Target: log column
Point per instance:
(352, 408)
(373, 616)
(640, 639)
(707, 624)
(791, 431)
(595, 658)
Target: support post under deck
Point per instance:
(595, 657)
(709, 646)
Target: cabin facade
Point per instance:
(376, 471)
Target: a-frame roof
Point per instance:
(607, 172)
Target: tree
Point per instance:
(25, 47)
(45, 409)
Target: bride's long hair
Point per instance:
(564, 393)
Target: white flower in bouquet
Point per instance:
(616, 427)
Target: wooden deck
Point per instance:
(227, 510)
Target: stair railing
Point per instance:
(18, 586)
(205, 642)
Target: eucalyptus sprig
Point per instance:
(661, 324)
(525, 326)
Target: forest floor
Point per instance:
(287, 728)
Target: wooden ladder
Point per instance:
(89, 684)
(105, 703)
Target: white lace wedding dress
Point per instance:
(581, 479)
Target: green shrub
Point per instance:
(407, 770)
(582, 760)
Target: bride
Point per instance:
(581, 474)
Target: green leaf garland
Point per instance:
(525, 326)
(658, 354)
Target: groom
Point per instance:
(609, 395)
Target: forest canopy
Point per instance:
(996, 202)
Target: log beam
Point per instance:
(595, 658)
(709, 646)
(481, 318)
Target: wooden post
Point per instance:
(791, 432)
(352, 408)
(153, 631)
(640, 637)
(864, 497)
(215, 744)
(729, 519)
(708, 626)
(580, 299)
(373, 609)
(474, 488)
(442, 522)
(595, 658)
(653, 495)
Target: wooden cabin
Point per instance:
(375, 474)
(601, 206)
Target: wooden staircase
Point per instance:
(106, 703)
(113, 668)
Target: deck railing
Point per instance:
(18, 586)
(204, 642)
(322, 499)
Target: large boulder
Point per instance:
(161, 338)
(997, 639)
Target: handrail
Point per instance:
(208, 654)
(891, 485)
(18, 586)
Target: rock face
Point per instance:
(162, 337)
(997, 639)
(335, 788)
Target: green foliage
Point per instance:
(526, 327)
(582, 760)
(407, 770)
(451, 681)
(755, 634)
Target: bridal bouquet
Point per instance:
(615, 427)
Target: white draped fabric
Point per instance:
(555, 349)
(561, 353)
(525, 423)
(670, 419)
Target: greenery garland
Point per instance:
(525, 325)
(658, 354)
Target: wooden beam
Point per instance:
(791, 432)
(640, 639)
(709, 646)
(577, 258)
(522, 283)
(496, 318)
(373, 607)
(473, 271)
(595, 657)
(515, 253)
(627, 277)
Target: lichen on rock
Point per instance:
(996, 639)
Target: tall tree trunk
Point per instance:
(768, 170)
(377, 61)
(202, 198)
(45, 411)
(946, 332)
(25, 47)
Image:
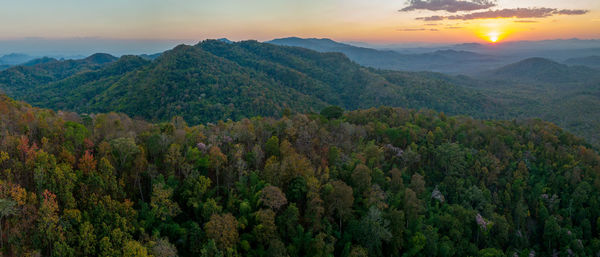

-------

Print the entries again exactly as they appear above. Do not print the pictures.

Target: log column
Point per instance:
(352, 408)
(373, 616)
(640, 639)
(707, 624)
(791, 431)
(595, 658)
Target: support post under deck
Point per instance:
(595, 657)
(709, 646)
Target: cabin facade
Point per instance:
(376, 471)
Target: a-frame roof
Point per instance:
(607, 172)
Target: tree
Point per instance:
(25, 47)
(45, 409)
Target: bride's long hair
Point per instance:
(564, 393)
Target: white flower in bouquet
Point per instance:
(616, 427)
Target: wooden deck
Point per instance:
(227, 510)
Target: stair railing
Point per instance:
(18, 586)
(205, 642)
Target: eucalyptus sprig
Point per instance:
(661, 324)
(525, 326)
Target: forest floor
Point per instance:
(287, 728)
Target: wooden ladder
Point per instance:
(89, 684)
(105, 703)
Target: white lace wedding dress
Point per instance:
(581, 479)
Target: green shrub
Point per instance:
(407, 770)
(582, 760)
Target: bride
Point per instance:
(581, 474)
Target: green leaf garland
Point per instance:
(525, 326)
(658, 354)
Target: groom
Point per instance:
(609, 395)
Target: forest canopy
Point per instance:
(996, 202)
Target: log beam
Point per instance:
(595, 658)
(709, 646)
(481, 318)
Target: wooden post
Point per instance:
(791, 432)
(352, 408)
(153, 631)
(640, 637)
(864, 497)
(215, 744)
(729, 519)
(708, 626)
(580, 299)
(373, 609)
(474, 488)
(442, 522)
(595, 658)
(653, 495)
Target: wooden cabin
Point per instance:
(375, 474)
(601, 206)
Target: wooden staircase
Point per instance:
(106, 703)
(113, 668)
Target: deck railing
Point per instance:
(18, 586)
(204, 642)
(322, 499)
Target: large boulder
Point per instance:
(161, 338)
(997, 639)
Target: handrail
Point per instance:
(208, 654)
(891, 485)
(18, 586)
Target: rock face
Point per instance:
(162, 337)
(997, 639)
(335, 788)
Target: green foliage
Point per instance:
(526, 327)
(582, 760)
(407, 770)
(451, 681)
(755, 634)
Target: bridal bouquet
Point per instance:
(615, 427)
Target: white draped fabric
Point per instance:
(555, 349)
(561, 353)
(525, 423)
(670, 419)
Target: greenery garland
Point per instance:
(525, 325)
(658, 354)
Target: wooden beam
Point per instance:
(791, 432)
(640, 639)
(709, 646)
(577, 258)
(522, 283)
(496, 318)
(373, 607)
(473, 271)
(595, 657)
(515, 253)
(627, 277)
Target: lichen on rock
Point per instance:
(996, 639)
Target: tall tree trunk
Point per instance:
(768, 170)
(377, 61)
(202, 198)
(45, 411)
(946, 332)
(25, 47)
Image:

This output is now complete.